Rows from a dataset
━━━━━━

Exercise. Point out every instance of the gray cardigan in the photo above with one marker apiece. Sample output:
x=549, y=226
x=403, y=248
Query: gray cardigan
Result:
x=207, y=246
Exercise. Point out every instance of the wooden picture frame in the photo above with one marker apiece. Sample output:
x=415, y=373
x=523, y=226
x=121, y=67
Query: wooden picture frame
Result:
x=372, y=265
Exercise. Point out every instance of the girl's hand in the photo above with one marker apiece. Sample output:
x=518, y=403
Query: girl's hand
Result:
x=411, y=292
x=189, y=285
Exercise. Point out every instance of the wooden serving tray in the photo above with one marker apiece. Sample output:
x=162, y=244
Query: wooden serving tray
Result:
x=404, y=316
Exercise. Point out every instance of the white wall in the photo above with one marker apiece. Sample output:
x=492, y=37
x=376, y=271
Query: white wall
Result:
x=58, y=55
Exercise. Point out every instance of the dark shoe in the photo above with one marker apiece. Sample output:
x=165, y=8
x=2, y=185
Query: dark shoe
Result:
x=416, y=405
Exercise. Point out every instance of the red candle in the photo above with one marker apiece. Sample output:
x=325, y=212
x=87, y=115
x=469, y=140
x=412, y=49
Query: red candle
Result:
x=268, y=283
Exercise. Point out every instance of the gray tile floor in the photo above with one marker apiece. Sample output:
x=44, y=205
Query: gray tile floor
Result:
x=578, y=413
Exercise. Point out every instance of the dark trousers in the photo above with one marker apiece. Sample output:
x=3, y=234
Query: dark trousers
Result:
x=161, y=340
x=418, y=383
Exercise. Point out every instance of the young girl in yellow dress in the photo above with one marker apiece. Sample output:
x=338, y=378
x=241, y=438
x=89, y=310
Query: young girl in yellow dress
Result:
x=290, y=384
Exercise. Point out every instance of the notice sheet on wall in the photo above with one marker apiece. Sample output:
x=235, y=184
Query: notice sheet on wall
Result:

━━━━━━

■ **Task description**: Copy the lines starting at the one containing "Exercise. Point out every instance of the dark shoe" and ending at the one containing "x=268, y=283", replacing "red candle" with "white candle" and leaving everything else unchanged.

■ **Answer**:
Exercise. Point out every instance of the dark shoe in the photo above with one marker apiece. Sample output:
x=165, y=8
x=2, y=185
Query: dark shoe
Result:
x=416, y=405
Exercise. Point out every instance of the white candle in the photo above with one marker apiece. Sample output:
x=325, y=212
x=87, y=115
x=469, y=140
x=412, y=49
Query: white candle
Result:
x=268, y=283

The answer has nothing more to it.